> [PROVIDED RECORDS]
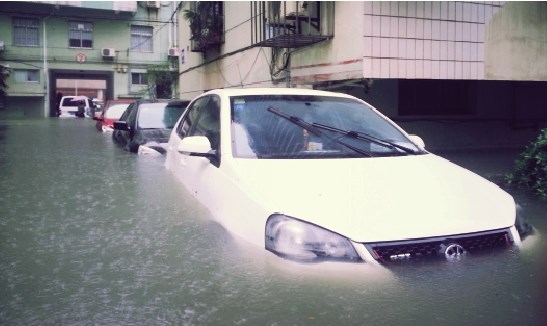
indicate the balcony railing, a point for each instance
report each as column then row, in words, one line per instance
column 291, row 24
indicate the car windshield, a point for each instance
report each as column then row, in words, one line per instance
column 158, row 115
column 116, row 111
column 290, row 126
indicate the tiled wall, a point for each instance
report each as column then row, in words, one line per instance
column 430, row 40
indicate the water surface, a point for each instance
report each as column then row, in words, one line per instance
column 90, row 234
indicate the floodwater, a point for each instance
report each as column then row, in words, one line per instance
column 90, row 234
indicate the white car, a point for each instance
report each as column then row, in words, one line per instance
column 312, row 175
column 68, row 107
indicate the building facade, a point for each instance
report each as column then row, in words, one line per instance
column 104, row 50
column 459, row 74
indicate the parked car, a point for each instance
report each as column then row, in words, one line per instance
column 147, row 121
column 112, row 111
column 312, row 175
column 71, row 106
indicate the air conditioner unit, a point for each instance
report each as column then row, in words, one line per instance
column 108, row 52
column 153, row 4
column 173, row 52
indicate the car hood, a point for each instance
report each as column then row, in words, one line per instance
column 379, row 199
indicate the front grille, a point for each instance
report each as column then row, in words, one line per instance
column 437, row 247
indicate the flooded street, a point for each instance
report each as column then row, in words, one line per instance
column 90, row 234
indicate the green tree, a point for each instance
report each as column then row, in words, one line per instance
column 531, row 167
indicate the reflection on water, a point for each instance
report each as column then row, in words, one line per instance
column 90, row 234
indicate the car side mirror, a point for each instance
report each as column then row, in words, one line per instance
column 121, row 125
column 418, row 141
column 196, row 146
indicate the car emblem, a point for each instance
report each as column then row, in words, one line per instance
column 454, row 251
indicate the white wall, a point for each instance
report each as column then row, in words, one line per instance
column 429, row 40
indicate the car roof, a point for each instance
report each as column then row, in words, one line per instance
column 178, row 102
column 275, row 91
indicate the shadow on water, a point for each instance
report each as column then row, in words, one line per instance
column 90, row 234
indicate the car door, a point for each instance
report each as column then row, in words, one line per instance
column 198, row 173
column 121, row 136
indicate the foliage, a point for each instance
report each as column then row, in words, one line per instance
column 206, row 22
column 163, row 79
column 531, row 167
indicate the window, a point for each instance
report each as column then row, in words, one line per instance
column 26, row 76
column 141, row 38
column 80, row 35
column 138, row 78
column 25, row 32
column 436, row 97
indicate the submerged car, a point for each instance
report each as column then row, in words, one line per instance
column 111, row 113
column 313, row 175
column 75, row 106
column 146, row 121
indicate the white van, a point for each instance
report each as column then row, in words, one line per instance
column 69, row 106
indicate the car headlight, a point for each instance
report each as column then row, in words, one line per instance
column 295, row 239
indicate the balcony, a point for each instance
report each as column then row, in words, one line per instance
column 291, row 24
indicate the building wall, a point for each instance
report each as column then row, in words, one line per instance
column 378, row 45
column 517, row 42
column 53, row 57
column 431, row 40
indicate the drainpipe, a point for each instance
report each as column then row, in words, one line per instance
column 46, row 68
column 46, row 71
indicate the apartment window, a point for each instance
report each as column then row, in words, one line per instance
column 80, row 35
column 25, row 32
column 141, row 38
column 138, row 78
column 26, row 76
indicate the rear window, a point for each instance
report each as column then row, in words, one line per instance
column 70, row 101
column 158, row 116
column 116, row 111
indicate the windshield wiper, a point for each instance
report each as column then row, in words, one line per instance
column 311, row 128
column 365, row 136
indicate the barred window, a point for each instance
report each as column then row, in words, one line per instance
column 141, row 38
column 80, row 35
column 25, row 32
column 139, row 78
column 26, row 75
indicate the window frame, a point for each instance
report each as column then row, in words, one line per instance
column 81, row 32
column 141, row 76
column 28, row 74
column 31, row 28
column 137, row 34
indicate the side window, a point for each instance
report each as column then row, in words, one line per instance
column 126, row 113
column 190, row 117
column 132, row 116
column 207, row 123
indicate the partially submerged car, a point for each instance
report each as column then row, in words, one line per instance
column 75, row 106
column 111, row 113
column 312, row 175
column 147, row 121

> [TASK DIRECTIONS]
Reproduce the data verbatim, from the line containing "indicate the barred" through the last line of the data, inclusive.

> [ANSWER FOR THE TASK]
indicate the barred window, a point for each instance
report each as column then row, in words, one line per instance
column 141, row 38
column 80, row 35
column 25, row 32
column 139, row 78
column 26, row 75
indicate the window frame, a point for each instance
report each as column then row, in words, one line per instance
column 81, row 32
column 141, row 76
column 28, row 74
column 31, row 28
column 137, row 34
indicate the side window, a point for each instance
report each as column then row, in words, one line per instance
column 126, row 113
column 190, row 117
column 132, row 116
column 207, row 123
indicate the partially submerged car, a point for each instance
report each as column then row, in words, one line per instance
column 75, row 106
column 111, row 113
column 312, row 175
column 147, row 121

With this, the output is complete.